(Required work): Return every line of the listing below that contains the word "strip".

(Segmentation dataset excerpts)
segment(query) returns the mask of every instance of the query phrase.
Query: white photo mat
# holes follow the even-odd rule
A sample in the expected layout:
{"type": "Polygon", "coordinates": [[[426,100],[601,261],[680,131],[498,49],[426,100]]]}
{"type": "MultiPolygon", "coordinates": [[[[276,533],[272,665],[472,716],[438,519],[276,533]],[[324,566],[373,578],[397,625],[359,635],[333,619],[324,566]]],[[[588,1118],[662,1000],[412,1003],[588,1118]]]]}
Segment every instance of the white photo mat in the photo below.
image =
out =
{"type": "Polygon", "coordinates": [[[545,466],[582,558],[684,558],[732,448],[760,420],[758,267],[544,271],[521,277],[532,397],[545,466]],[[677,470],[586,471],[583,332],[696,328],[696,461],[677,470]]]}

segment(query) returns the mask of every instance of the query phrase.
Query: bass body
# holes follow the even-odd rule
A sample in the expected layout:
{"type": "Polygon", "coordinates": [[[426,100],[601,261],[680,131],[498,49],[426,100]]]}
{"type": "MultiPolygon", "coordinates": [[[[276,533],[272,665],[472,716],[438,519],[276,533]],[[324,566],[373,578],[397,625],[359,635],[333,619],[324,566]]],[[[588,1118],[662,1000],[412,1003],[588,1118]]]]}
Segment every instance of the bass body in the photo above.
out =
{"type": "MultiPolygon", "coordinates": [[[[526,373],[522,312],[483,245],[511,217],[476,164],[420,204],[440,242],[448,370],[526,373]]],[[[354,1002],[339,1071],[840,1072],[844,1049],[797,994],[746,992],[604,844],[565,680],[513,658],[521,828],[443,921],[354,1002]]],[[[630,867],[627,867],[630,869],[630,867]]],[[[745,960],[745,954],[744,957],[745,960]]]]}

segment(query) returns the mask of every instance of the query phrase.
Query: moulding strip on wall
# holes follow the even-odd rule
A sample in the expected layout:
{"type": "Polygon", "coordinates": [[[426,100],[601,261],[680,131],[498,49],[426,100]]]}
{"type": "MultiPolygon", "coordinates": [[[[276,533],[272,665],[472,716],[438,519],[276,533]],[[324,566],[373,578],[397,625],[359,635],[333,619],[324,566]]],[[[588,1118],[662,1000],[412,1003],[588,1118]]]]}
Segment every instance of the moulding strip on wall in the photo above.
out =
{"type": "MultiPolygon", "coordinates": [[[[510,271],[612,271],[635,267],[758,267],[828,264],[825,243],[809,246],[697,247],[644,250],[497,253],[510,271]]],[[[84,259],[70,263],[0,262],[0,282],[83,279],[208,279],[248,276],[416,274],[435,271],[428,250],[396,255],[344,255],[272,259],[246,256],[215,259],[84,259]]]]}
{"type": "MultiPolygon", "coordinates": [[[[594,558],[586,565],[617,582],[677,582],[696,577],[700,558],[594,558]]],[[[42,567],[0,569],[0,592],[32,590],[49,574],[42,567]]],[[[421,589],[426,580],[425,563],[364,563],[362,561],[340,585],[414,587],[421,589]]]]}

(Exercise answer):
Query: moulding strip on wall
Segment every instance of the moulding strip on wall in the photo above.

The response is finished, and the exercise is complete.